● **STATED TASK**
Count the lines in the material below that contain the word "rope", and give only that number.

[Annotation data for locating objects]

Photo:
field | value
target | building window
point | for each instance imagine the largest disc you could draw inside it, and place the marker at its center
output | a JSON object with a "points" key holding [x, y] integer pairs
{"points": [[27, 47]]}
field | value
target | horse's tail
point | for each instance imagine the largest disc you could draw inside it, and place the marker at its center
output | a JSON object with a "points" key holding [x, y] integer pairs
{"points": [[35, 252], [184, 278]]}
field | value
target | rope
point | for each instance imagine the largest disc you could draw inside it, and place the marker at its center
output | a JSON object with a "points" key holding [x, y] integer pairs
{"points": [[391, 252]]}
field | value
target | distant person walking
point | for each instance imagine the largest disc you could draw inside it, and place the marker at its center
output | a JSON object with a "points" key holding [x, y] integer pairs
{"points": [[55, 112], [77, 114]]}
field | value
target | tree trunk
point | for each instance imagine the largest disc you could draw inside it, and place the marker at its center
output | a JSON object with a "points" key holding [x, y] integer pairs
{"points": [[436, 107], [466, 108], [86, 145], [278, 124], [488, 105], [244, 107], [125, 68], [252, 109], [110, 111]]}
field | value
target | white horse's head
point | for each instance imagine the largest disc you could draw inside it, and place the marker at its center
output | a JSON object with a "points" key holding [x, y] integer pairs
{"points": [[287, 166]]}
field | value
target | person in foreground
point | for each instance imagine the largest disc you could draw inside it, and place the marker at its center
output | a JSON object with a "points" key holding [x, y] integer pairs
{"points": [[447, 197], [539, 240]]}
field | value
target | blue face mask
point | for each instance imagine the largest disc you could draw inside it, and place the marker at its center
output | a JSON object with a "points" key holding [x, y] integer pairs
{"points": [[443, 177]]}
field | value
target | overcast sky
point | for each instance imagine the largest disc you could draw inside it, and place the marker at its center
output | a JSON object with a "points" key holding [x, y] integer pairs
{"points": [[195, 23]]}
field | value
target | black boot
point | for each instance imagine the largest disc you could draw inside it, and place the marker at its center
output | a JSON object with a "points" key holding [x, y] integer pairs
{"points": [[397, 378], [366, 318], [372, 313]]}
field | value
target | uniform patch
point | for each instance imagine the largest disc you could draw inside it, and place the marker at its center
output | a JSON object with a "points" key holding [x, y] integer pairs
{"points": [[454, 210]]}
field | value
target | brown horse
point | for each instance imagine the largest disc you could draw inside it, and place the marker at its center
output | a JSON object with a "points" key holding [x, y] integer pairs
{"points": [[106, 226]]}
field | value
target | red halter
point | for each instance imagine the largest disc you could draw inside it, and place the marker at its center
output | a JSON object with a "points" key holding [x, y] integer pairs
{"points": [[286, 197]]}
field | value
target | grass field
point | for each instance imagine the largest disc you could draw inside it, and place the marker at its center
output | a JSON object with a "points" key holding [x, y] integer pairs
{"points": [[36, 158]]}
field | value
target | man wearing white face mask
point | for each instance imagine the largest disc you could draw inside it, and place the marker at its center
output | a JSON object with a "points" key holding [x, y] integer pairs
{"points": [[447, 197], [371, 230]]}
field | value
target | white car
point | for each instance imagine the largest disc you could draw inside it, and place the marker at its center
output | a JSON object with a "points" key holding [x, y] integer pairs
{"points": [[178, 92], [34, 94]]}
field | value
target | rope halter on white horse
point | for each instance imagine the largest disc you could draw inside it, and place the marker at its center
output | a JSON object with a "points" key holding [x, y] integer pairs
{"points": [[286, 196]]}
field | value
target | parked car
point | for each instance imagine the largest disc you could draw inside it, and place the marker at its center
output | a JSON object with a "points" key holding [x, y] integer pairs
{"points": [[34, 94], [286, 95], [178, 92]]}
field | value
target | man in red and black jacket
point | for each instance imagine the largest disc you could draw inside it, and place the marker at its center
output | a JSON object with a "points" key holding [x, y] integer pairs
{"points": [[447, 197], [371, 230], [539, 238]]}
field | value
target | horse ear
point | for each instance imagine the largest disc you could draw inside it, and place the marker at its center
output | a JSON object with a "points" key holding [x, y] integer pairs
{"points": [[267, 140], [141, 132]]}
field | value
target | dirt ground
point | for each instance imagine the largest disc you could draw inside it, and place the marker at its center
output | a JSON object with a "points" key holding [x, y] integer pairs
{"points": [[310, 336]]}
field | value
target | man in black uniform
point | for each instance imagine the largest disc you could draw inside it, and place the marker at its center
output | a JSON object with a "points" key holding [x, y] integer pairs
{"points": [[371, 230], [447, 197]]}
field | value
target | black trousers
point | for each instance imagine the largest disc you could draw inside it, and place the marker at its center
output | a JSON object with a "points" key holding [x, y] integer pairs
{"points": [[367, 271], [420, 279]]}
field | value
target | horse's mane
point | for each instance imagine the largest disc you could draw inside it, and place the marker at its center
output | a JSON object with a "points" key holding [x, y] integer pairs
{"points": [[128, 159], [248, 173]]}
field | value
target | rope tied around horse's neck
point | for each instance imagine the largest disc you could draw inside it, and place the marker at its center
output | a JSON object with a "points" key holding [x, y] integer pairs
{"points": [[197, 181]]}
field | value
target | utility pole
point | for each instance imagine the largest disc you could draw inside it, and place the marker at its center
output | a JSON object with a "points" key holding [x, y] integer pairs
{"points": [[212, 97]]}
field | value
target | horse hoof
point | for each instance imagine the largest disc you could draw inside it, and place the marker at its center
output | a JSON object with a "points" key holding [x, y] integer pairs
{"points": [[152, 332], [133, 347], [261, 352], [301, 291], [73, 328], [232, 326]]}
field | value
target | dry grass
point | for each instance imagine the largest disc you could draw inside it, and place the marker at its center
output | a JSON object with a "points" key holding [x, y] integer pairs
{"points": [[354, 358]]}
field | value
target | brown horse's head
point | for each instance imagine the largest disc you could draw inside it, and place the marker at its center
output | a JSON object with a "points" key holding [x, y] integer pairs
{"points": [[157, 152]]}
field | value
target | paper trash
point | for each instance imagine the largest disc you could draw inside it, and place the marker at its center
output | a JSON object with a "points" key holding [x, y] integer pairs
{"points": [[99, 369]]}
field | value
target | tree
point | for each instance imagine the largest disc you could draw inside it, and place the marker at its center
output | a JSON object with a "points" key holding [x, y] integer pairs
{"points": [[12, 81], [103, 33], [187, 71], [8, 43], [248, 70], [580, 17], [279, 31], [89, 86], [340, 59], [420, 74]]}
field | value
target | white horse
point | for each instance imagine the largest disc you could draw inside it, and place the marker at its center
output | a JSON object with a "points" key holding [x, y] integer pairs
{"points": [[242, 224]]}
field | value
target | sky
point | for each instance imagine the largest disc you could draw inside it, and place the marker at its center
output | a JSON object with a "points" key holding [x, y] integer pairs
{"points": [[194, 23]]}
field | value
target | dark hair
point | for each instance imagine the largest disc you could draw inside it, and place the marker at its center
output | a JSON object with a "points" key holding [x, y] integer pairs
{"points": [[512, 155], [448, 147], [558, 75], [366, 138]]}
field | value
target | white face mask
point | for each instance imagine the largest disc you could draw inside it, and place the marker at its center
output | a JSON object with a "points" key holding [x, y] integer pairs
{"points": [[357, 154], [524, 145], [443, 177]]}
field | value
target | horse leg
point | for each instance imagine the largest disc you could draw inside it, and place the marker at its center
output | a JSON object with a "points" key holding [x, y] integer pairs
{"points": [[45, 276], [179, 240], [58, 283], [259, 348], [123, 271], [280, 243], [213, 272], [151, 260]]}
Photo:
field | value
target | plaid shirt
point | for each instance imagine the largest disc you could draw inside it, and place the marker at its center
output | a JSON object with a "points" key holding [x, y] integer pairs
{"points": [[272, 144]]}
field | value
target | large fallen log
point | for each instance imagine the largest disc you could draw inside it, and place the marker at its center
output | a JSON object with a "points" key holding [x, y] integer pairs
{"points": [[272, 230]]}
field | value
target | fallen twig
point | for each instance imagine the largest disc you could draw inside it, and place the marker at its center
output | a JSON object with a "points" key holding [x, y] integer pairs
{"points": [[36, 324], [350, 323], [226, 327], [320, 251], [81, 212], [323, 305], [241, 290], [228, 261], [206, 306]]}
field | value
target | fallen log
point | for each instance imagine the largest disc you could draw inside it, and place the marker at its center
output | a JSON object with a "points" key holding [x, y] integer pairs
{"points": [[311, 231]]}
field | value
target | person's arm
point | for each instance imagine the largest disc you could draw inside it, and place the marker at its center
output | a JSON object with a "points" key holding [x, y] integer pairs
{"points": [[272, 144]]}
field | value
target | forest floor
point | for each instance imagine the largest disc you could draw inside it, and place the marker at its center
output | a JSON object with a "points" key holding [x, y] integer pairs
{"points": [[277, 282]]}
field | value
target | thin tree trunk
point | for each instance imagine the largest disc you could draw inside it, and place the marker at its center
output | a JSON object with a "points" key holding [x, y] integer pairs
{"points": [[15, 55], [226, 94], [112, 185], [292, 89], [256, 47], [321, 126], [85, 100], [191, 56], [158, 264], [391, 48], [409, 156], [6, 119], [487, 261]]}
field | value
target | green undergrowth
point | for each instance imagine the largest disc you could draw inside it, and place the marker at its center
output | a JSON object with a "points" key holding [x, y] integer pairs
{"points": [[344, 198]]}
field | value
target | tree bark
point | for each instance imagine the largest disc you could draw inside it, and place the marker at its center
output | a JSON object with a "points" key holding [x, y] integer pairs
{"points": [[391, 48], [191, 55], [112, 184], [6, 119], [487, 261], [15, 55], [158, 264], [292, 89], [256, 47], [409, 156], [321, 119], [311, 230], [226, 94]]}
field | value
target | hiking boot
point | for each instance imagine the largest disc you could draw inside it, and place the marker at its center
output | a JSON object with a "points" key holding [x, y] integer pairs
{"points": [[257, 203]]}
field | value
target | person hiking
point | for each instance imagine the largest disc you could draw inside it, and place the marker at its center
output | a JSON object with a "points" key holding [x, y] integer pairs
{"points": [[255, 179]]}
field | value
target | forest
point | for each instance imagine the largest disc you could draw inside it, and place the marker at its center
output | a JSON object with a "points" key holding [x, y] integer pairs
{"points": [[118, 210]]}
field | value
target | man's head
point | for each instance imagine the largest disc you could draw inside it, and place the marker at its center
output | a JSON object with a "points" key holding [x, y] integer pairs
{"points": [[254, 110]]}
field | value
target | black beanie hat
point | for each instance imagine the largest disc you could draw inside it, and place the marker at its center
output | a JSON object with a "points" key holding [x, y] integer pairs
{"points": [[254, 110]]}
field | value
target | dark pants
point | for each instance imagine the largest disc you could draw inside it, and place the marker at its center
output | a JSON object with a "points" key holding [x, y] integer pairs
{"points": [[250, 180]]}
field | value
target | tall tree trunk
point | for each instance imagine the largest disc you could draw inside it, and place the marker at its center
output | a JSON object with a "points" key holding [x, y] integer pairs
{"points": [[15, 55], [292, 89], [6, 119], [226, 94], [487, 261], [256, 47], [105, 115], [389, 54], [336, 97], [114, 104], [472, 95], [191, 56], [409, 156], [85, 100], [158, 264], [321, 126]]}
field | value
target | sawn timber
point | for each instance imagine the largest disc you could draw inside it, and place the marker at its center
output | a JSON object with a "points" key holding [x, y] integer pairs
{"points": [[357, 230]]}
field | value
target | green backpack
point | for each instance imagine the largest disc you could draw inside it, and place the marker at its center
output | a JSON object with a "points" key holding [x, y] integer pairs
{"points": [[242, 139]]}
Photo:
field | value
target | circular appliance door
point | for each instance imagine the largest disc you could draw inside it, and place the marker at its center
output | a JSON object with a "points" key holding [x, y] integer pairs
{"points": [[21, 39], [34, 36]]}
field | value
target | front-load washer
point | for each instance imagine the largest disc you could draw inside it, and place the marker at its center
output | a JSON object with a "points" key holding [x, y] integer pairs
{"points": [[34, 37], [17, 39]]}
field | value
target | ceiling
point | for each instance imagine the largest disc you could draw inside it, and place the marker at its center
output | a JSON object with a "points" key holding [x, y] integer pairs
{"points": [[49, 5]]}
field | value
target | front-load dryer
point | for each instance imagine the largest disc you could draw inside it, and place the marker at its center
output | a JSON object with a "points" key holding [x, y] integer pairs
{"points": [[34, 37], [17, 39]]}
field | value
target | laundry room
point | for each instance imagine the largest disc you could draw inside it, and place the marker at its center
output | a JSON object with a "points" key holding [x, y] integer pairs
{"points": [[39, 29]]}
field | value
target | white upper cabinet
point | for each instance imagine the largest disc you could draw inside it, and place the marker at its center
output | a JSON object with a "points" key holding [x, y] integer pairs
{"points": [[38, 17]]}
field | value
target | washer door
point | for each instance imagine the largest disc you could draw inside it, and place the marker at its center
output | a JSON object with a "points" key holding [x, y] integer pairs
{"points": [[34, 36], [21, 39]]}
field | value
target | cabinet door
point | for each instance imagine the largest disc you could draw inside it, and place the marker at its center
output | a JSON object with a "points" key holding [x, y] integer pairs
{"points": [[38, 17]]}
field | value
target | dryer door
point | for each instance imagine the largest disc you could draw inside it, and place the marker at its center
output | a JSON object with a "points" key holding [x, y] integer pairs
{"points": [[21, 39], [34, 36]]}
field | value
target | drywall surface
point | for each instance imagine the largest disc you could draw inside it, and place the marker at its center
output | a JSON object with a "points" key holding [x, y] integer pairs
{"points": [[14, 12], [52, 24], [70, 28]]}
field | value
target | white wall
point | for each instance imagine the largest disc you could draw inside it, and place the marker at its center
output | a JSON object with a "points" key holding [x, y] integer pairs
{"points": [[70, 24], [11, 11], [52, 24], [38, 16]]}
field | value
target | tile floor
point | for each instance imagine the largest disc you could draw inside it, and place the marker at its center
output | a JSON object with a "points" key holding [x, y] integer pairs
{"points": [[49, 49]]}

● **OUTPUT FOR THIS EXERCISE**
3